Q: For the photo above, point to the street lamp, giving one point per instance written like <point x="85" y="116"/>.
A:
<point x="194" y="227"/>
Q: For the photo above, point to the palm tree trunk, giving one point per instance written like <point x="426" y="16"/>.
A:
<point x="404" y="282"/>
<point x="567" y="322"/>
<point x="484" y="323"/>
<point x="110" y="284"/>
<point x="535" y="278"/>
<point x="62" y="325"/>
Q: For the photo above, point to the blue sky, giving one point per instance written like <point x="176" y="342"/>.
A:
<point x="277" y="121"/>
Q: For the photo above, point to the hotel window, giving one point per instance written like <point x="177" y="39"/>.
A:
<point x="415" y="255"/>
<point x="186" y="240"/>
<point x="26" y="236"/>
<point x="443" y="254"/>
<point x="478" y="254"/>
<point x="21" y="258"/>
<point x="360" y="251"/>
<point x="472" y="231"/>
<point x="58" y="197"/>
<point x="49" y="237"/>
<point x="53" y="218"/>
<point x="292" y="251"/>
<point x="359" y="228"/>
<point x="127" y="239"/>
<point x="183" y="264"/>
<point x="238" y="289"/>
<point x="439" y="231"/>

+-------+

Give back the lines of the listing from the one with "Q: For the photo above, point to the palm" through the end, both included, exactly as written and with nothing added.

Q: For the photo above, point to the palm tree trunk, giving one point per instance written like <point x="426" y="16"/>.
A:
<point x="404" y="282"/>
<point x="567" y="322"/>
<point x="484" y="323"/>
<point x="110" y="284"/>
<point x="535" y="278"/>
<point x="62" y="325"/>
Q: For the photo above, point to the blue sky, giving one point per instance written like <point x="176" y="342"/>.
A:
<point x="277" y="121"/>
Q: For the photo above, point to the hotel window, giving one point per instance written like <point x="177" y="39"/>.
A:
<point x="415" y="255"/>
<point x="186" y="240"/>
<point x="26" y="236"/>
<point x="443" y="254"/>
<point x="478" y="254"/>
<point x="21" y="258"/>
<point x="360" y="251"/>
<point x="472" y="231"/>
<point x="58" y="197"/>
<point x="49" y="237"/>
<point x="53" y="218"/>
<point x="292" y="251"/>
<point x="359" y="228"/>
<point x="127" y="239"/>
<point x="183" y="264"/>
<point x="238" y="289"/>
<point x="439" y="231"/>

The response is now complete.